● What to work on
Write out all of the entries that follow, word for word, but skip the pictures.
╭─ Data provided
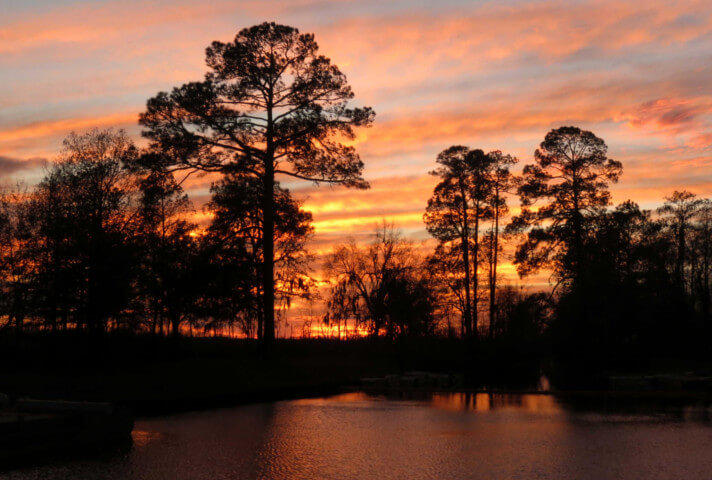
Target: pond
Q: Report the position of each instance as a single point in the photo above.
(432, 436)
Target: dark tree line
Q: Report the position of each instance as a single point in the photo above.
(626, 281)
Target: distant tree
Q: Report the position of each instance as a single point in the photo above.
(382, 286)
(84, 213)
(235, 239)
(167, 250)
(460, 202)
(16, 265)
(571, 176)
(502, 182)
(702, 255)
(270, 105)
(679, 209)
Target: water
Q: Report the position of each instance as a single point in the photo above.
╰─
● Response to this task
Target: pond
Q: Report the position of each instance as a single point in the photo above.
(432, 436)
Target: dark tree line
Q: Report the position of each instance as a single point in the photo above.
(626, 281)
Target: distant tree
Q: Report the position of each instance as a single point in the photo above.
(382, 286)
(84, 213)
(235, 239)
(167, 250)
(460, 202)
(16, 265)
(571, 176)
(502, 182)
(702, 255)
(270, 105)
(679, 209)
Target: water
Q: Report the position of each instance as a single point in the photo above.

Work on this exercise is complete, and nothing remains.